┌─ TEXT FOR ANALYSIS
Exploring The Metropolitan Museum of Art's Open Access Initiative dataset

Last week New York’s Metropolitan Museum of Art, or “the Met”, announced they’ve released a selection of their digital catalog. The Met is the largest art museum in the United States, with a collection of over 2 million works, and now we have access to more than 420,000 of these.

The dataset they’ve released is currently only available as a CSV file encoded in UTF-8, but is unrestricted for commercial and noncommercial use under the CC0 license. You can find more details about the dataset and the license over at their github repository.

Get the data

First thing you’ll notice if you try to clone the repository on Github is that you don’t actually get the CSV file you expect, but this:

~$ ls -l
total 20
-rw-r--r-- 1 avitalp avitalp 6555 Feb 13 23:35 LICENSE
-rw-r--r-- 1 avitalp avitalp  134 Feb 13 23:35 MetObjects.csv
-rw-r--r-- 1 avitalp avitalp 4255 Feb 13 23:35 README.md

Notice how the file size is 134 bytes, obviously too small, what gives? Opening it up, you see:

version https://git-lfs.github.com/spec/v1
oid sha256:8f525b729844dc8df16ad18986fa8b11220a22d7a6a6892d24f766620cdebc75
size 225665513

Well, Github uses Git Large File Storage (Git LFS) which is an extension to Git that allows you to work with large files up to 2GB.
└─
┌─ RECORDED INFORMATION
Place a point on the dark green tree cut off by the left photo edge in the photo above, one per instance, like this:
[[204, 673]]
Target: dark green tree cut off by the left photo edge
└─
■ AIM OF THE TASK
Could you pick up the article on the Met's Open Access dataset right after its last sentence and carry it on?

■ RESULT OF THIS TASK
You’ll need to grab the latest version of the extension for your system (v.1.5.5 as of this writing). Be aware that you’ll need git version >= 1.8.2 to install Git LFS, so if you’re running an older Ubuntu or Debian version, you may need to upgrade.

I’m running Debian Jessie so I just grabbed the package and installed it:

~$ wget -O git-lfs_1.5.5_amd64.deb https://packagecloud.io/github/git-lfs/packages/debian/jessie/git-lfs_1.5.5_amd64.deb/download
~$ sudo dpkg -i git-lfs_1.5.5_amd64.deb && sudo apt-get install -f

Verify that the installation was successful:

~$ git lfs install
Updated pre-push hook.
Git LFS initialized.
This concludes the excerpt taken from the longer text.